All the entries below should be reproduced exactly.

### RECORDS TO PROCESS

--------

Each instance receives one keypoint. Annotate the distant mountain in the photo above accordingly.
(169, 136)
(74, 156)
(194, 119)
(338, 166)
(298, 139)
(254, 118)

--------

### OUTPUT FOR THIS TASK
Each instance receives one keypoint. Annotate the distant mountain in the photo above accordingly.
(169, 136)
(74, 156)
(194, 119)
(338, 166)
(298, 139)
(254, 118)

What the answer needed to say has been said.